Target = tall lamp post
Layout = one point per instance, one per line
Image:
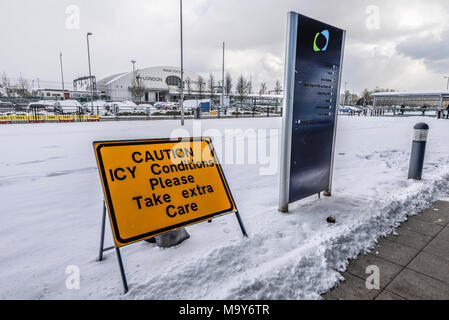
(133, 77)
(222, 84)
(181, 102)
(90, 76)
(62, 75)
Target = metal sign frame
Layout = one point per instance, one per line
(107, 203)
(288, 111)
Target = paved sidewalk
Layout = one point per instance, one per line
(413, 264)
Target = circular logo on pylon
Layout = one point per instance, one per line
(321, 41)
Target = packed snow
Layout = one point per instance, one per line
(51, 205)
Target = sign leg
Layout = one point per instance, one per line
(103, 222)
(122, 270)
(239, 219)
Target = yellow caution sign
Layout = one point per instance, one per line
(155, 186)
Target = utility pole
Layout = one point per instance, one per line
(62, 75)
(133, 77)
(222, 83)
(181, 102)
(90, 75)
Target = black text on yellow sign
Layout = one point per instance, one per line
(155, 186)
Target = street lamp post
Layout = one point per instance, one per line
(222, 84)
(90, 76)
(181, 102)
(133, 77)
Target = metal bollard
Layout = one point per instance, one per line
(421, 131)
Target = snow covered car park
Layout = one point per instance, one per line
(290, 256)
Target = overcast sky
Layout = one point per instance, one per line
(402, 45)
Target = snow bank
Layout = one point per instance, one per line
(51, 212)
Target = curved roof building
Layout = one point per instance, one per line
(160, 84)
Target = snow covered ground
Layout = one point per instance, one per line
(51, 203)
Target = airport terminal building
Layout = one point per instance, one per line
(161, 84)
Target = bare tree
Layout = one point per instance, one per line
(211, 86)
(138, 89)
(263, 88)
(278, 87)
(241, 89)
(228, 84)
(200, 85)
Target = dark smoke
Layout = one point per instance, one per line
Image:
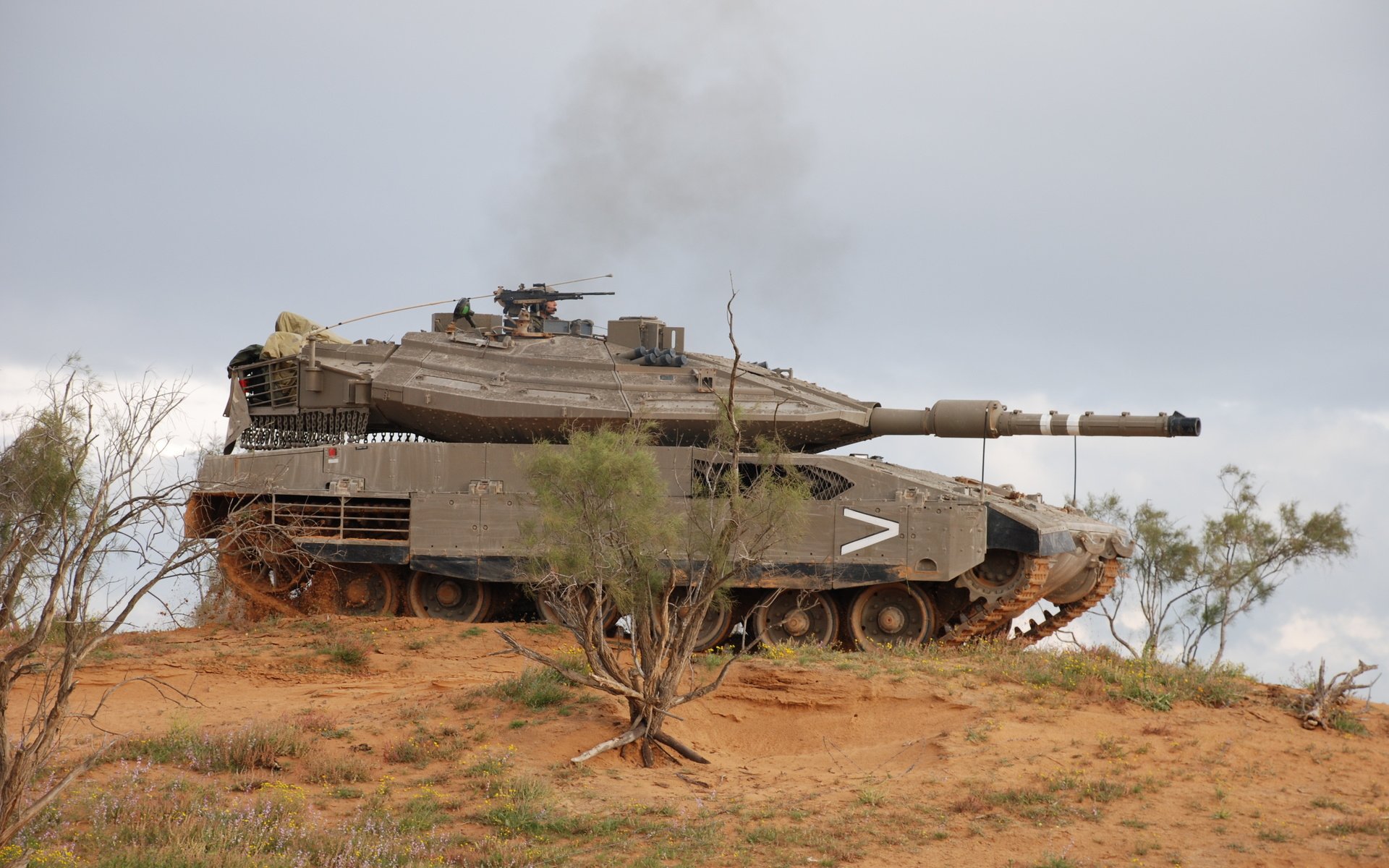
(677, 157)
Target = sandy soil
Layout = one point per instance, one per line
(916, 767)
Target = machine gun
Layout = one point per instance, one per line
(534, 297)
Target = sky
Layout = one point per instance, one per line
(1064, 206)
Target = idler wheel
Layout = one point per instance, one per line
(365, 590)
(797, 617)
(891, 614)
(1001, 575)
(438, 596)
(263, 561)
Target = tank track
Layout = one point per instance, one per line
(981, 618)
(1070, 611)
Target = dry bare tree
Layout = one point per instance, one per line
(606, 540)
(1327, 699)
(90, 522)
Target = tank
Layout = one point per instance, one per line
(380, 477)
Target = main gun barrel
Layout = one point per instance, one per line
(953, 418)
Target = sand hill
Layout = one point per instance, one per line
(354, 742)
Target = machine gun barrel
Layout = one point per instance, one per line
(530, 296)
(955, 418)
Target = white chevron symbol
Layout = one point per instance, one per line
(889, 531)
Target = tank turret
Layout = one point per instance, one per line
(528, 375)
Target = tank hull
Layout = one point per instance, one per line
(436, 528)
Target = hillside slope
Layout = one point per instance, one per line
(338, 741)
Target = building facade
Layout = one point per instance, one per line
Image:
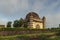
(34, 21)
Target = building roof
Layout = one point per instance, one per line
(35, 15)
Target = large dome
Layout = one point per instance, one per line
(35, 15)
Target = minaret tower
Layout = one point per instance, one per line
(44, 22)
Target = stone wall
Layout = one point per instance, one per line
(17, 32)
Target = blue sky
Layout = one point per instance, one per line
(11, 10)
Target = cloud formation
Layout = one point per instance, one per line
(14, 9)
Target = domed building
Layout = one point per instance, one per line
(34, 21)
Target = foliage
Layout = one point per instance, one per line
(21, 22)
(25, 24)
(16, 23)
(9, 24)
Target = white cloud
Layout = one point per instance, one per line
(11, 6)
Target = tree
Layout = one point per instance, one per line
(25, 24)
(21, 22)
(9, 24)
(16, 23)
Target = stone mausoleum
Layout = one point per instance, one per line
(34, 21)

══════════

▶ [SET PROBLEM] Could you give all of the data above again with every "Target" swapped for "Object" and everything else unchanged, leaving out the pictures?

▶ [FULL OUTPUT]
Object = tall lamp post
Layout = one point per instance, one per line
Image:
(133, 77)
(222, 84)
(181, 102)
(90, 76)
(62, 75)
Object = metal sign frame
Layout = one point per instance, one per line
(107, 203)
(288, 111)
Object = paved sidewalk
Layout = one point per instance, one per line
(413, 264)
Object = circular logo on pylon
Layout = one point per instance, one per line
(321, 41)
Object = packed snow
Layout = one point per instance, one per line
(51, 205)
Object = sign leg
Layout = one point per instance, one per line
(103, 222)
(122, 270)
(239, 219)
Object = yellow caution sign
Layout = one point per instance, one per line
(155, 186)
Object = utility pole
Layout = one point per instance, one per line
(62, 75)
(133, 77)
(222, 83)
(181, 102)
(90, 75)
Object = black text on yellow sign
Layout = one point per instance, one per line
(155, 186)
Object = street lamp post
Layout = one point per instance, one per line
(222, 84)
(90, 76)
(181, 102)
(133, 77)
Object = metal bollard
Layout = one point per instance, one per line
(421, 131)
Object = snow covered car park
Layout = one point per instance, one per line
(290, 256)
Object = overcast sky
Layout = one point per instance, one per line
(402, 45)
Object = snow bank
Layout = one point per instance, one per line
(51, 212)
Object = curved roof building
Layout = one point per instance, one per line
(160, 84)
Object = snow covered ground
Layout = one point per instance, one per line
(51, 203)
Object = airport terminal building
Layout = one point per instance, one per line
(161, 84)
Object = bare tree
Layout = one point per instance, one per line
(211, 86)
(138, 89)
(263, 88)
(278, 87)
(241, 89)
(228, 84)
(200, 85)
Object = dark smoke
Layout = one point per instance, one per line
Image:
(677, 157)
Object = sandy soil
Layout = one point per instance, one per line
(916, 767)
Object = machine gun
Layout = one point per instance, one per line
(534, 297)
Object = sky
Layout = one point per instance, one per line
(1064, 206)
Object = idler wheel
Layout = one point per instance, one per line
(365, 590)
(797, 617)
(891, 614)
(1001, 575)
(438, 596)
(263, 561)
Object = tank track
Layout = one point per instance, one per line
(981, 618)
(1070, 611)
Object = dry bare tree
Layout = one point per instance, one per line
(606, 540)
(1327, 699)
(90, 522)
Object = tank
Layout = one point per instance, one per line
(380, 477)
Object = main gun barrel
Layout = one point per instance, one per line
(953, 418)
Object = sand hill
Layout = one point per instance, one per line
(354, 742)
Object = machine gun barrel
Layout = one point per instance, one per line
(530, 296)
(955, 418)
Object = white chevron symbol
Layout = one point per instance, one per line
(889, 531)
Object = tank turret
Layout = one point per instance, one per line
(528, 375)
Object = tank hull
Layout = one point per instance, one per line
(436, 528)
Object = hillside slope
Layout = one point per instance, one per line
(338, 741)
Object = building facade
Layout = one point per instance, one per line
Image:
(34, 21)
Object = building roof
Layout = one point per instance, one per line
(35, 15)
Object = large dome
Layout = one point per instance, one per line
(35, 15)
Object = minaret tower
Layout = one point per instance, one per line
(44, 22)
Object = stone wall
Layout = one point per instance, one per line
(17, 32)
Object = blue sky
Layout = one point per instance, one per line
(11, 10)
Object = cloud formation
Layout = one point per instance, one per line
(14, 9)
Object = domed building
Layout = one point per instance, one per line
(34, 21)
Object = foliage
Layout = one point per instance, one per line
(21, 22)
(25, 24)
(16, 23)
(9, 24)
Object = white cloud
Layout = one point per instance, one per line
(11, 6)
Object = tree
Layout = one point per instance, one per line
(25, 24)
(21, 22)
(9, 24)
(16, 23)
Object = stone mausoleum
Layout = one point per instance, one per line
(34, 21)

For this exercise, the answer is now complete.